*Available data*:
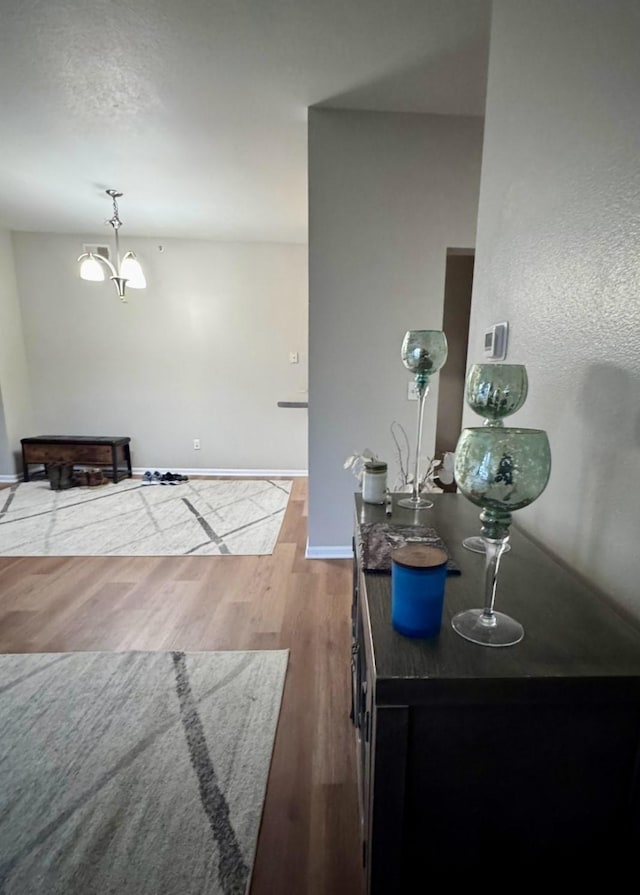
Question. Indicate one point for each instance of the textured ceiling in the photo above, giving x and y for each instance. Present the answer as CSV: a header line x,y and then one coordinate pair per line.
x,y
197,109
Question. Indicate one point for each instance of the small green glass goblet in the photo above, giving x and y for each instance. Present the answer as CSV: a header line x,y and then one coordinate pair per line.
x,y
424,352
494,391
501,470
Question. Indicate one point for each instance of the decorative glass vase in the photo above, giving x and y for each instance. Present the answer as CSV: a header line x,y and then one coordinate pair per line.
x,y
501,470
424,352
494,391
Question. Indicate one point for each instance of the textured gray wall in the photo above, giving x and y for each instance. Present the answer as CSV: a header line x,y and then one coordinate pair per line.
x,y
15,395
558,257
388,193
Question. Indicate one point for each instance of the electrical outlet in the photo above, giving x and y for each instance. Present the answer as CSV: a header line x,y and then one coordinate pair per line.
x,y
412,391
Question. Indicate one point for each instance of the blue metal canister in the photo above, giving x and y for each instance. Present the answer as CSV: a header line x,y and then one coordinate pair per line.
x,y
418,577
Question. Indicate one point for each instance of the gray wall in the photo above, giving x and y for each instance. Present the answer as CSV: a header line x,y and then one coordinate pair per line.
x,y
558,257
203,352
16,417
388,193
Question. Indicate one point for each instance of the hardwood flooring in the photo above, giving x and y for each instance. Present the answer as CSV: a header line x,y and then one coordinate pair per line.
x,y
309,839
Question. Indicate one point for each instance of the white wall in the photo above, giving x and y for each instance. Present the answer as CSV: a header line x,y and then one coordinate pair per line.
x,y
388,193
15,399
203,352
558,256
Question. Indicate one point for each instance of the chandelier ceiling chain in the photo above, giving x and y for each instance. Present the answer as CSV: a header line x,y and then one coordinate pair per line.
x,y
127,272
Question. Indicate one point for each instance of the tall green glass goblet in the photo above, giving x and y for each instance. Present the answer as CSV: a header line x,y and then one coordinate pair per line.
x,y
500,470
494,391
424,352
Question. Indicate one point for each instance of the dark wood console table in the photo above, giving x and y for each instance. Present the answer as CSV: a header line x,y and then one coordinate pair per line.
x,y
102,450
495,765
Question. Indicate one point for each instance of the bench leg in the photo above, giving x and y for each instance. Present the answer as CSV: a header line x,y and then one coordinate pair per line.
x,y
25,468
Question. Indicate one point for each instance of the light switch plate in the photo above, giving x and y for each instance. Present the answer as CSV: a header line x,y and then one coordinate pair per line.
x,y
495,341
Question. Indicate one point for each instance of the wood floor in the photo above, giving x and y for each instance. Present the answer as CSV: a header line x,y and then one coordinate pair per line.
x,y
309,840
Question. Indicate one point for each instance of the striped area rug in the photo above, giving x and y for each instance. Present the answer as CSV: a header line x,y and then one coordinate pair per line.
x,y
134,773
209,517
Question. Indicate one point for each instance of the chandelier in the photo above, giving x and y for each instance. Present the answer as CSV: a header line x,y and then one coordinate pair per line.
x,y
127,272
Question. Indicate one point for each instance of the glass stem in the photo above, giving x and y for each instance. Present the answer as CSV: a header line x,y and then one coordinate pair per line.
x,y
416,480
494,548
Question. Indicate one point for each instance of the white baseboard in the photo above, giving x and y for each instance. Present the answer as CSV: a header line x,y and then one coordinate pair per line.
x,y
328,552
237,473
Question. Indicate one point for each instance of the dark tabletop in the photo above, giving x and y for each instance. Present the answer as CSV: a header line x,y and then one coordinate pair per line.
x,y
571,631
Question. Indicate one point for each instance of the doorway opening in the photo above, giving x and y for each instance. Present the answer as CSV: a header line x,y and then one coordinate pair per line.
x,y
458,286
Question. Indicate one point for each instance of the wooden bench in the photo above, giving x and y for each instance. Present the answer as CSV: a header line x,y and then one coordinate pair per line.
x,y
86,450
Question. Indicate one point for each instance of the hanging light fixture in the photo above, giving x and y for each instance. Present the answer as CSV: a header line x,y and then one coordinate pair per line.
x,y
127,272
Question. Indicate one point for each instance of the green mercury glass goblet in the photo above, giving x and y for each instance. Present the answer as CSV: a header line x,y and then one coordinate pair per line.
x,y
424,352
494,391
501,470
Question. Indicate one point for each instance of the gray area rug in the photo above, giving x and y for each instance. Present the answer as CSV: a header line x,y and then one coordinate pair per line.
x,y
134,773
202,517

*Problem details*: Reproduce exactly the line that holds "the dark tabletop", then every line after it, ending with the final line of the records above.

*Full solution*:
Question. Indicate one point for each instance of the dark tabletop in the photo above, giving x and y for each instance. Present the answer as CSV: a header line x,y and then one coordinate pair per line.
x,y
571,631
Question. Indicate one point for each instance of the doorway opening in the photo above, giving x and y for each instance. Present the answer as CSV: a header line x,y and then one coordinate pair per line.
x,y
458,286
Question. Indicate one point for each instance of the wooden bench in the photo above, giving x and y for each instance. Present the answer as CSV: a header line x,y and then one coordinate pair per line.
x,y
86,450
Question. Indicate one point for each instance of the hanging light fixture in the photo above, giving x and y for each instance. Present the answer as CSV: a header line x,y and then one coordinate pair per line.
x,y
127,272
Question. Indicate one point for each instance of the green mercury glass goblet in the photo above, giving x and y for each instance. Present the answer as CSV: a header line x,y and then one coordinate pair per line.
x,y
424,352
494,391
501,470
Question. Indicate one point for each instance of the gray area rug in the photo above, giving x and y for each instance. Present the answer as CSV: a header line x,y and then one coordinate pair per line.
x,y
134,773
202,517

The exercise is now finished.